**EXERCISE REQUIREMENTS:** Begin at the first line of the records below and, please, give each line again exactly until the line with "x=876, y=999" is included.

**INPUT RECORDS:**
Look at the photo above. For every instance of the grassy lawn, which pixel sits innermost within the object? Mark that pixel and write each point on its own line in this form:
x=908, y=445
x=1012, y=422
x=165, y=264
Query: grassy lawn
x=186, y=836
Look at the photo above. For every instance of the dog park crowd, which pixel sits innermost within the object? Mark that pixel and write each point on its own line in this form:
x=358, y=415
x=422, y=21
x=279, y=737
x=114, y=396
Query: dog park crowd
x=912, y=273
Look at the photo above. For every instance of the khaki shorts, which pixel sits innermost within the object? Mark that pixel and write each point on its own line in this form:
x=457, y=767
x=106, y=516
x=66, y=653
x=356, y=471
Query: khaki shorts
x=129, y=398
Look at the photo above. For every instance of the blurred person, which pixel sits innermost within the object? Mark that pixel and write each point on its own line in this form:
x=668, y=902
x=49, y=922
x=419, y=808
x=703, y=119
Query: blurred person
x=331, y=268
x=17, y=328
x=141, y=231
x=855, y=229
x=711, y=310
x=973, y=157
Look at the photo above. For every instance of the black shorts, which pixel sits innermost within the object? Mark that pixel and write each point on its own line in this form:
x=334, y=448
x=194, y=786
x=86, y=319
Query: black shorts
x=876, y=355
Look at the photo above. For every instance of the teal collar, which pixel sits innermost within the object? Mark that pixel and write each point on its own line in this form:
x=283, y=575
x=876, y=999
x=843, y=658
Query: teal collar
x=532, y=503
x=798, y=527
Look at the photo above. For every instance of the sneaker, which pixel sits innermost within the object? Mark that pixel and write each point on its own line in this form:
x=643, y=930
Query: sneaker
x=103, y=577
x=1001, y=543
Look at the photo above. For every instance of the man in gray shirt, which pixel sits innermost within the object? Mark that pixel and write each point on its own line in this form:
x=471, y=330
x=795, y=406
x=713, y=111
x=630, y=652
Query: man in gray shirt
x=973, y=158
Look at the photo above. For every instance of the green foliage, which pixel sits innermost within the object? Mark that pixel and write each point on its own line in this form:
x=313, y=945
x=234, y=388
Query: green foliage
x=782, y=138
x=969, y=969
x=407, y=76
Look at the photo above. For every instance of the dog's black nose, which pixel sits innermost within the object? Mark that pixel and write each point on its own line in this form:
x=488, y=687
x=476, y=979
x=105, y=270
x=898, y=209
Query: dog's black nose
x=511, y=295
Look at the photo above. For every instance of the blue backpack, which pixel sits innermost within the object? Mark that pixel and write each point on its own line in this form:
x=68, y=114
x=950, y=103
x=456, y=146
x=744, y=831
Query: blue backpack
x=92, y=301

**TASK OUTPUT:**
Look at the photo above. For every instance of the grassy lawn, which pixel sits innermost within the object? Mark that pixel and write each point on its own line in this form:
x=908, y=445
x=1012, y=422
x=165, y=264
Query: grassy lawn
x=186, y=836
Look at the photo above. For every instance of the dog park crowd, which pixel sits innermost within the object? Mark that pixel and write each point on its own line in this form:
x=358, y=415
x=422, y=21
x=279, y=737
x=114, y=396
Query: dog park crowd
x=912, y=273
Look at the photo above. For every instance of the khaki shorts, which pixel sits innermost within the object? Mark that pixel and write each point on its own line in this form:
x=457, y=767
x=106, y=516
x=66, y=653
x=356, y=471
Query: khaki shorts
x=129, y=398
Look at the photo above. For every instance of the blurred person, which pixel sits innermost within the object? Mark that pixel and write each point on its own line in this form:
x=668, y=902
x=49, y=922
x=419, y=808
x=703, y=119
Query: blurred person
x=331, y=268
x=17, y=328
x=141, y=231
x=855, y=229
x=711, y=310
x=973, y=157
Look at the photo above. For every instance of the black shorts, which pixel sits innermost within the object? Mark that pixel and write each point on its own line in this form:
x=334, y=448
x=194, y=786
x=86, y=319
Query: black shorts
x=876, y=355
Look at the photo above. For every instance of the teal collar, which pixel sits innermost within the object? Mark that pixel and write each point on its own line in this form:
x=283, y=575
x=876, y=999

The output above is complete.